## Prompt
Each line below should be reproduced without any alteration.

[Point labeling dataset excerpts]
■ ■ ■ ■ ■
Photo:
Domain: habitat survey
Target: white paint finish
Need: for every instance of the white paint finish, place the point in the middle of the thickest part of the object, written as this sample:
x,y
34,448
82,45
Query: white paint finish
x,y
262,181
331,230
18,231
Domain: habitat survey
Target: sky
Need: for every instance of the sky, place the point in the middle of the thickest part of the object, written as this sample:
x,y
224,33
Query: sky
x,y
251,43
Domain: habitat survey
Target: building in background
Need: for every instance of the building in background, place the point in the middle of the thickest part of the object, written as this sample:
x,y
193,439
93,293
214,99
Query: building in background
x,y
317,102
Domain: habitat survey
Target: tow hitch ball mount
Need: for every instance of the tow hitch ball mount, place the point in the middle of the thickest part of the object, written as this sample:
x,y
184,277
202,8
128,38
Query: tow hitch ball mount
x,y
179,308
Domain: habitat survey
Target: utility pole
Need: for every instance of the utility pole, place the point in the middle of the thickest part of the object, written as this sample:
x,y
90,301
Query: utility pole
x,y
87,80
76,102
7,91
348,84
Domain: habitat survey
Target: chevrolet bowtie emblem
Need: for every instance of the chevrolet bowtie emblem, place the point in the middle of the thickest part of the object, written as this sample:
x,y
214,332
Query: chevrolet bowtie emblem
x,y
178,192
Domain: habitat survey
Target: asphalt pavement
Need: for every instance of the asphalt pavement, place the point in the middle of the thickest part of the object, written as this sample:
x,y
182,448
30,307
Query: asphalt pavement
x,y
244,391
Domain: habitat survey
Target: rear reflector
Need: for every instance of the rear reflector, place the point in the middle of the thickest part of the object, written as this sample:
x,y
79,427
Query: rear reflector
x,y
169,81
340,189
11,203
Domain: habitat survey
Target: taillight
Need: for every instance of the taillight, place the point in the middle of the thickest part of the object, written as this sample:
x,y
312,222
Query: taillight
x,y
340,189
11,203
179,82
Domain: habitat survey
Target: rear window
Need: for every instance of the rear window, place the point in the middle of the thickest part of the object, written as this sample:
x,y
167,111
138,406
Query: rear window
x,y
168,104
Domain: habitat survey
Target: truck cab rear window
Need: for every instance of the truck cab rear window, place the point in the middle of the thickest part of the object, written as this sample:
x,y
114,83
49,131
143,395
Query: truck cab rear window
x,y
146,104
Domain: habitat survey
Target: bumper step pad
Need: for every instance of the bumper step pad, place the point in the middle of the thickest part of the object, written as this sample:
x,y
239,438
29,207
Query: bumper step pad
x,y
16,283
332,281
■ ■ ■ ■ ■
## Output for this exercise
Photo:
Domain: habitat survey
Target: white paint finish
Need: for every instance of the white paint finish, place the point in the middle of the thickest part of the object, written as this sample:
x,y
34,448
82,45
Query: white paint finish
x,y
262,181
331,230
18,231
Domain: habitat survey
Target: sky
Need: for every instance of the sky, place the point in the middle of the thickest part of the object, written as this sample:
x,y
224,33
Query: sky
x,y
251,43
Domain: habitat survey
Target: building in background
Need: for every instance of the building in background, place the point in the middle of the thickest part of the object, written as this sample:
x,y
193,439
93,293
214,99
Query: building in background
x,y
317,102
Domain: habitat survey
Target: tow hitch ball mount
Need: for every instance of the tow hitch ball mount, place the point in the middle of the thickest part of the object, written as this sample:
x,y
184,277
202,8
128,38
Query: tow hitch ball mount
x,y
179,308
Domain: habitat survey
Target: utility pole
Need: for every instance of the utility pole, place the point in the middle of the thickest part of the object, written as this sample:
x,y
90,301
Query: utility pole
x,y
87,80
76,102
7,91
348,84
Domain: habitat survey
Target: chevrolet bowtie emblem
Need: for every instance of the chevrolet bowtie emblem, place the point in the middle of the thickest part of the object, written as this sample:
x,y
214,332
Query: chevrolet bowtie emblem
x,y
178,192
Domain: habitat survey
Target: asphalt pavement
Need: for every instance of the asphalt pavement, place the point in the middle of the thickest part of the object, written as this sample:
x,y
182,448
30,307
Query: asphalt pavement
x,y
244,391
Domain: habitat survey
Target: rear reflector
Need: for every instance of the rear reflector, place the point in the middle of the thickest part of the object, written as this sample:
x,y
79,427
Query: rear reflector
x,y
169,81
340,189
11,203
Domain: habitat survey
Target: taillight
Need: for every instance of the taillight, place the point in the middle of the thickest part of the object, written as this sample:
x,y
312,222
Query: taillight
x,y
340,189
11,203
179,82
Domain: habitat survey
Target: rear window
Need: for every instance of the rear window, place the point in the middle of the thickest part of the object, written as this sample:
x,y
167,111
138,406
Query: rear window
x,y
168,104
Domain: habitat survey
Target: truck cab rear window
Need: for every instance of the truck cab rear window, place the point in the middle of the thickest part of the object, written as this sample:
x,y
114,83
49,131
143,395
Query: truck cab rear window
x,y
146,104
Domain: habitat survey
Target: bumper step pad
Need: for every instance of the bumper step pad, place the point in the middle of the thickest part of the object, written as this sample:
x,y
239,438
29,207
Query: bumper step pad
x,y
16,283
332,281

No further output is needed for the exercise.